WHAT IS NEEDED: Write out the passage from the article on the music department's semester changes below, starting with "We are hopeful" and going on through "the spring term.".

DOCUMENT EXCERPT:
[Start of section]
Wind instruments to go outdoors, strings stay indoors, singers to create virtual performances
Updated: Apr 29
The Collegian reached out to the music department chair, Marva Duerksen, this past week for information on the changes made this semester by the department. Duerksen provided the following statements over email from professors Agüero, Engbretson and Skovira.
Statement from Associate Professor of Music Héctor Agüero:
Instrumental ensembles that involve wind and brass players cannot safely play indoors. Hence, the majority of our playing will be done in smaller groups outside.
Band performances will be virtual. We will essentially be compiling pieces from individual video contributions to be released online.
Unlike wind instruments, strings can safely play indoors while masked and socially distanced. Therefore we will be meeting with minimal interruption to prepare live performances that will be filmed and uploaded online.
We are hopeful that the string orchestra in collaboration with Willamette Pro Musica will be able to contribute a performance to the theatre department's season pass as we have in past years. This performance would be prerecorded and will be accessed through the theatre box office in the spring term.
Statement from Instructor of Vocal Studies Chris Engbretson:
In a continuing effort to maximize student and faculty safety, and in light of mounting evidence regarding the dangers of aerosols, Vox and the Chamber Choir will be moving away from in-person singing during the pandemic. We will continue to explore the literature but will do so in a safe, online medium. Large-ensemble works will be compiled from individual student recordings and combined together into a virtual choir presentation. This will provide our students with a chance to explore new recording technologies, which are often a part of daily life for professional musicians. We will also be exploring an early-music unit this fall, where students get the chance to study and record small-ensemble works from the Middle Ages and the Renaissance. It will be an exciting opportunity for our singers to perform beautiful music - often one on a part - that they likely wouldn't have the chance to thoroughly explore during an undergraduate experience.
Statement from the Zeller Chair in Opera Studies Katherine Skovira:
In 1960, the NYTimes wrote: “Were the Thirties turbulent and adventurous in the creative arts or do they only seem so in retrospect to those of us who experienced them when we were younger and more eupeptic? The  production by the New York City Open of Marc Blitzstein's "The Cradle Will Rock" reminds us that in return for our prosperity and security these days we have settled for sedateness and conformity.”
In 2020, facing the spread and patterning of ongoing systemic racism and a global pandemic, The Cradle Will Rock could not be timelier. In the 2020-2021 season, theatre and opera companies, orchestras and musical presenters all face the same brutal reality: we cannot perform for our audiences in our traditional medium, on campus in person. The National Association of Teachers of Singing (NATS) and CDC [Center for Disease Control] have given 2020 guidelines stating that singing is too dangerous to occur in person. Faced with this scenario, with no hall that can house us or our audience in community together, with a political climate as caustic as the one facing Blitzstein’s cast and production team, we innovate, we persevere.
In this class, we will stage a complete production of Blitzstein’s The Cradle Will Rock virtually. We will rehearse, plan, storyboard and work through every particular of the production online together, protecting our performers and team and creatively bringing this product to our audience. The Zeller Family, Kurt Weill Foundation and EAM Publishers support this production and are eager for the results.
The DVA [Dramatic Vocal Arts] event will livestream on March 11-14, 2021 and include pre-recorded content and participation of remote and in person students, singers, actors and dancers.
[End of section]
MATERIAL SHOWN:
[Start of section]
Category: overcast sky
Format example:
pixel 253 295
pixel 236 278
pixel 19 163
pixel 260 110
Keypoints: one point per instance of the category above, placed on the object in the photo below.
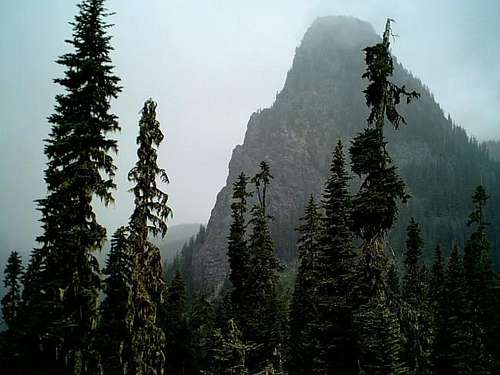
pixel 210 64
[End of section]
WRITTEN REPLY:
We are hopeful that the string orchestra in collaboration with Willamette Pro Musica will be able to contribute a performance to the theatre department's season pass as we have in past years. This performance would be prerecorded and will be accessed through the theatre box office in the spring term.